**Task 1:**
Echo the TCP fine-tuning post word for word, between "My brother called" and "the fun begin.", inclusive.

**Provided passage:**

## BEGIN

TCP fine-tuning and its consiquenses

In a constant run to optimize resources all of us tend to find a way to fine-tune different aspects of the systems to achieve better server performance. While some people are getting satisfied with minor adjustments in the applications’ configuration, more advanced guys try to go as deep as possible and alter low level kernel flags to try and get the best of the best. That’s all kinda cool and fun, but as it is impossible know everything about everything we often ask google for advice, and that’s where some problem begin. There are bunch of howto’s out there on the internet with different solutions on improving performance, but most of them don’t go deep enough to show possible drawbacks of such solutions. As sysadmins a lazy people, RTFM or better to say RTF-RFC and getting all the internals is not in our habit, until something brakes. And that’s what I had to face yesterday.

My brother called me for help with his problem that he was trying to figure out for some time already, but it seemed that nothing could save him. The problem was pretty tricky and it was pretty well described in Leonid’s blog post, so I will get more on how it was rectified:

The troubleshooting started with simple things and went all the way down to tcpdump. Given the fact that his office server could successfully communicate with Amazon server, but non of the desktops/laptops behind the office server couldn’t, the fun begin.

## END

**Dataset entries:**

## BEGIN

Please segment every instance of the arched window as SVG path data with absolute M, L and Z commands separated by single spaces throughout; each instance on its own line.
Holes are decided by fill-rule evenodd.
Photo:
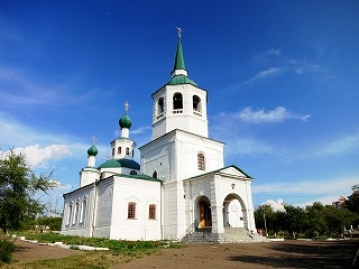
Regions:
M 201 98 L 199 98 L 197 95 L 193 95 L 192 101 L 193 101 L 193 110 L 197 112 L 202 112 Z
M 198 165 L 198 170 L 204 171 L 206 169 L 204 155 L 202 153 L 197 154 L 197 165 Z
M 173 109 L 183 109 L 182 93 L 175 93 L 173 95 Z
M 81 203 L 80 223 L 84 223 L 84 221 L 85 221 L 85 214 L 86 214 L 86 200 L 83 200 L 82 203 Z
M 73 204 L 69 204 L 67 207 L 67 212 L 66 212 L 66 225 L 69 225 L 71 223 L 71 216 L 72 216 L 72 207 Z
M 163 104 L 163 98 L 159 98 L 157 101 L 157 115 L 163 113 L 164 111 L 164 104 Z
M 135 219 L 136 218 L 136 203 L 128 203 L 128 212 L 127 212 L 128 219 Z
M 74 208 L 74 211 L 73 211 L 73 217 L 72 217 L 72 225 L 75 225 L 76 224 L 76 221 L 77 221 L 77 217 L 79 215 L 79 202 L 77 202 L 75 204 L 75 208 Z
M 149 205 L 148 207 L 148 218 L 156 219 L 156 205 Z

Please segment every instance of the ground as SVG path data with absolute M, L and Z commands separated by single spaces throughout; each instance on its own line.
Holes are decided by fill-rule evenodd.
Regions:
M 79 250 L 16 242 L 18 263 L 59 259 L 83 253 Z M 351 268 L 359 240 L 267 243 L 188 244 L 178 249 L 161 249 L 155 254 L 117 264 L 113 269 L 146 268 Z

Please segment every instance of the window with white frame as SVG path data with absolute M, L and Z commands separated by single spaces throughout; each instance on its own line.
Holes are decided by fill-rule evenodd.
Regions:
M 81 202 L 81 215 L 80 215 L 80 223 L 84 223 L 86 216 L 86 200 L 82 200 Z
M 73 207 L 72 203 L 67 204 L 66 225 L 69 225 L 71 223 L 72 207 Z
M 127 218 L 128 219 L 136 218 L 136 203 L 134 203 L 134 202 L 128 203 Z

## END

**Task 2:**
Duplicate the listing exactly, from its start through the line holding "M 163 104 L", inclusive, and leave the pictures out of your answer.

**Correct answer 1:**
My brother called me for help with his problem that he was trying to figure out for some time already, but it seemed that nothing could save him. The problem was pretty tricky and it was pretty well described in Leonid’s blog post, so I will get more on how it was rectified:

The troubleshooting started with simple things and went all the way down to tcpdump. Given the fact that his office server could successfully communicate with Amazon server, but non of the desktops/laptops behind the office server couldn’t, the fun begin.

**Correct answer 2:**
Please segment every instance of the arched window as SVG path data with absolute M, L and Z commands separated by single spaces throughout; each instance on its own line.
Holes are decided by fill-rule evenodd.
Photo:
Regions:
M 201 98 L 199 98 L 197 95 L 193 95 L 192 101 L 193 101 L 193 110 L 197 112 L 202 112 Z
M 198 165 L 198 170 L 204 171 L 206 169 L 204 155 L 202 153 L 197 154 L 197 165 Z
M 173 109 L 183 109 L 182 93 L 175 93 L 173 95 Z
M 81 203 L 80 223 L 84 223 L 84 221 L 85 221 L 85 214 L 86 214 L 86 200 L 83 200 L 82 203 Z
M 73 204 L 69 204 L 67 207 L 67 212 L 66 212 L 66 225 L 69 225 L 71 223 L 71 216 L 72 216 L 72 207 Z
M 163 104 L 163 98 L 159 98 L 157 101 L 157 115 L 163 113 L 164 111 L 164 104 Z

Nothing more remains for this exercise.